Requirement: Once you reach the line holding "the white cabinet", write out that line and every later one exactly, ending with the last line of the data; write nothing else.

Record set:
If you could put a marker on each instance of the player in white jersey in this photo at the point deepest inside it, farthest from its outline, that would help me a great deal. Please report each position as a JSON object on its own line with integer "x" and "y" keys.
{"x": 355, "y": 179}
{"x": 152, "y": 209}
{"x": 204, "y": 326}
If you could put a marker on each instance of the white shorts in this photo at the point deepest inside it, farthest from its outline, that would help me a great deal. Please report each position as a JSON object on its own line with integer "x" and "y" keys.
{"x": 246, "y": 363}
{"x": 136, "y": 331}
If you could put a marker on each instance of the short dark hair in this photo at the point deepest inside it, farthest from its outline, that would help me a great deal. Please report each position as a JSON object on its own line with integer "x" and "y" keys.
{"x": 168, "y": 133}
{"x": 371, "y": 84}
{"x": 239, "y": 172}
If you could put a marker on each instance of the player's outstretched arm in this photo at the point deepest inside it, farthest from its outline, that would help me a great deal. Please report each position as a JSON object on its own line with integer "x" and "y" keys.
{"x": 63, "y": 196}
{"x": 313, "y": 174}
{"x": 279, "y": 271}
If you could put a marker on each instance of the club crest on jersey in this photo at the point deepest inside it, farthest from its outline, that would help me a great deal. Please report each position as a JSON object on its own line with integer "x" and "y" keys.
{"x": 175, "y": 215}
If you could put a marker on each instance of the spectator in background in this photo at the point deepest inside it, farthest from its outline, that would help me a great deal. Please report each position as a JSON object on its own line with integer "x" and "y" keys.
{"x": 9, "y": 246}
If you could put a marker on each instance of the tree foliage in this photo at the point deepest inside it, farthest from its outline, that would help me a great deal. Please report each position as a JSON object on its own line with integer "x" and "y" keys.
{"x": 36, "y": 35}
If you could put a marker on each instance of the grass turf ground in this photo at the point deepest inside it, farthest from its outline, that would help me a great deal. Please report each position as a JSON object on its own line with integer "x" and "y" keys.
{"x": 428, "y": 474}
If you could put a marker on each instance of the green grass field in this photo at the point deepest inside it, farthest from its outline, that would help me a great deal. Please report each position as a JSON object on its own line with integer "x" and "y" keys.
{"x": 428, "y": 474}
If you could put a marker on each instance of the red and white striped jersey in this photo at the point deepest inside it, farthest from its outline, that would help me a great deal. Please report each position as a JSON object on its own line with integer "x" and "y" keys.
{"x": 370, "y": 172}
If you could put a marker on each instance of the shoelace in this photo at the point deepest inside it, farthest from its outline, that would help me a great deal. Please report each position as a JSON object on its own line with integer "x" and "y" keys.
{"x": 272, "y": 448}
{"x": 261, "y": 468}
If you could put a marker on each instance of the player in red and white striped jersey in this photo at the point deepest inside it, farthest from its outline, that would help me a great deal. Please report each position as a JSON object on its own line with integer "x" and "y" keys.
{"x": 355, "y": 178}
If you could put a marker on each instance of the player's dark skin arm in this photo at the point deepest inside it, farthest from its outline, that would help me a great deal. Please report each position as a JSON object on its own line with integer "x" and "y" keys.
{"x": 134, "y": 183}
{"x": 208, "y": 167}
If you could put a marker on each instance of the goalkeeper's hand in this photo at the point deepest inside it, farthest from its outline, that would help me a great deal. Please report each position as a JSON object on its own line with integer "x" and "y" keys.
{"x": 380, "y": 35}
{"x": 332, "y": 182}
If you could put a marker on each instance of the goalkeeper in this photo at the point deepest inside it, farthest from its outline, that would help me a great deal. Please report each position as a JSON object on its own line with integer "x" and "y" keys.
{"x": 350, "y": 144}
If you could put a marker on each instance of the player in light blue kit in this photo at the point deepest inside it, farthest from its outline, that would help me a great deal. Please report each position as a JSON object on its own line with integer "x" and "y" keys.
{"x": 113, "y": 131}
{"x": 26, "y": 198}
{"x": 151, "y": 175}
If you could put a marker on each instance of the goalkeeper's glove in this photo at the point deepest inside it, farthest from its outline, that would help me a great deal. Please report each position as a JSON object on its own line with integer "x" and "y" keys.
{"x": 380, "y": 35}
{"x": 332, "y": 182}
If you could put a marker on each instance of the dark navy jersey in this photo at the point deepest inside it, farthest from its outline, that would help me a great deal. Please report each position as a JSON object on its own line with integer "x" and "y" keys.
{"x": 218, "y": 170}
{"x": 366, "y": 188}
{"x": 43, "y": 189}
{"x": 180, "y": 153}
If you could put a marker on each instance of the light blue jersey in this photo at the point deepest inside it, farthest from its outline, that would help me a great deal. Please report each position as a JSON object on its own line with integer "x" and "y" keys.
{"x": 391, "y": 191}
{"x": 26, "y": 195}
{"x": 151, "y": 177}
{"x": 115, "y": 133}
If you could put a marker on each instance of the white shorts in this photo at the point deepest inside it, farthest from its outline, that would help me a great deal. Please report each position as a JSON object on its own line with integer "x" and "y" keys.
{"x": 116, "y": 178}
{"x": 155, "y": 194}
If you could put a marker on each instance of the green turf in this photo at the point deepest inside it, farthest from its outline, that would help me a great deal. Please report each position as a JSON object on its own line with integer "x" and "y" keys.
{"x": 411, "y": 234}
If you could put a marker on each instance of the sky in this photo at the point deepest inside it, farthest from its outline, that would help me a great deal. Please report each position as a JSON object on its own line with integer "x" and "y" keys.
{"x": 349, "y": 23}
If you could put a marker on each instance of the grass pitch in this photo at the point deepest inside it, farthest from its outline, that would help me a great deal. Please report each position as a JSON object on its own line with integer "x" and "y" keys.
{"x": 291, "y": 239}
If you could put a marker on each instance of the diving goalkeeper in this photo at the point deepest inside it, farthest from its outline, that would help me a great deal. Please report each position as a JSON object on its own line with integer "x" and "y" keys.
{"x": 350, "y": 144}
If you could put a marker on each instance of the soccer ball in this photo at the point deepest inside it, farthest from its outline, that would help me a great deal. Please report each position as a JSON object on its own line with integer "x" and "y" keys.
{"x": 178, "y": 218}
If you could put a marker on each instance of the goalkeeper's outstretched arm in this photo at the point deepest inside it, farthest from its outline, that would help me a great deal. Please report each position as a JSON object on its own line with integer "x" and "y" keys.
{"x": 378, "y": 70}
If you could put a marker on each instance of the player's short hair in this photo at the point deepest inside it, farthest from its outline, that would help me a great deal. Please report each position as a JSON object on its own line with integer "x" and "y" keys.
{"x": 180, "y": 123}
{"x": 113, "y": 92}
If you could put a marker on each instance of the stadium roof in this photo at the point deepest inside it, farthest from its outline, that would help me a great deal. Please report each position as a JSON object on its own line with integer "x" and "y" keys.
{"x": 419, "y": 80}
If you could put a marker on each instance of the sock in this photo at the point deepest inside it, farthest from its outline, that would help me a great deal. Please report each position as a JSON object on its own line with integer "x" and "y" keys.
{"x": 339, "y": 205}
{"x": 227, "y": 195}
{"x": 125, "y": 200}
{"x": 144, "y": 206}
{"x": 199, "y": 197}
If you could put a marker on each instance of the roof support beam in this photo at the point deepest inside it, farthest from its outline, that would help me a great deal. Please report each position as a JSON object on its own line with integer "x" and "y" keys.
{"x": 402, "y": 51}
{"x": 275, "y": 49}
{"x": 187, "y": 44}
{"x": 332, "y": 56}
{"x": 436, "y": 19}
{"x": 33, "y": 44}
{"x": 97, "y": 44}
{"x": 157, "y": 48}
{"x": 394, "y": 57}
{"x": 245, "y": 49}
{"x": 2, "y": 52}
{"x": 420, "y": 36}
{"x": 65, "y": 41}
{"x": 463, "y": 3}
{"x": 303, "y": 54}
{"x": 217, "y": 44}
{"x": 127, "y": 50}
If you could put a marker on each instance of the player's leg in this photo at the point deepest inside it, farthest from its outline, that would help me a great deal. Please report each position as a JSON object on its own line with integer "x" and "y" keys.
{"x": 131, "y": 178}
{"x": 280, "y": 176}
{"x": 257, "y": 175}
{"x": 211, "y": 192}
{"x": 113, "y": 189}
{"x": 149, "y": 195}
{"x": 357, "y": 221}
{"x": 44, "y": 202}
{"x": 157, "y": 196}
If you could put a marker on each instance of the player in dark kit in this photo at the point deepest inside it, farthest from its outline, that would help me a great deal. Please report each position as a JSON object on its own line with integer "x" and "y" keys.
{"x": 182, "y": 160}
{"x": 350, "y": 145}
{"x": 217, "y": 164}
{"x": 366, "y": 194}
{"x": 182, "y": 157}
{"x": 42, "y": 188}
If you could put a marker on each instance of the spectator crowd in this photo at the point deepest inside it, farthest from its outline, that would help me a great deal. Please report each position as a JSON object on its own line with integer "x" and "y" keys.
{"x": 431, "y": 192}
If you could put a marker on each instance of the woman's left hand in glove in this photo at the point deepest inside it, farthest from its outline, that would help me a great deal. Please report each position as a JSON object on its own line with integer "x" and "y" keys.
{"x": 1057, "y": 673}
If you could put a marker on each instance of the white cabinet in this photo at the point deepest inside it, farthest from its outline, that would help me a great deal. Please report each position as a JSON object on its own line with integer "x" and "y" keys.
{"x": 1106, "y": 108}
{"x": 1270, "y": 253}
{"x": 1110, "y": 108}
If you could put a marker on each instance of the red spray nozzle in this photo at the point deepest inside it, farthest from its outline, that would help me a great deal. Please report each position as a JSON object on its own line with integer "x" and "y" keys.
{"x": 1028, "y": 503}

Written response:
If you could put a marker on each instance of the white cabinet in this photo at the point deepest inside it, farthest from its outline, that would help me a great deal. Please report each position as a JSON object on its own line with integer "x" and "y" keys.
{"x": 1106, "y": 108}
{"x": 1270, "y": 253}
{"x": 1110, "y": 108}
If you could put a marker on each instance of the red spray nozzle in this photo at the point deepest inside it, farthest from its outline, that would help me a great deal. Please report each position as a JSON object on its own line with integer "x" and "y" keys.
{"x": 1028, "y": 503}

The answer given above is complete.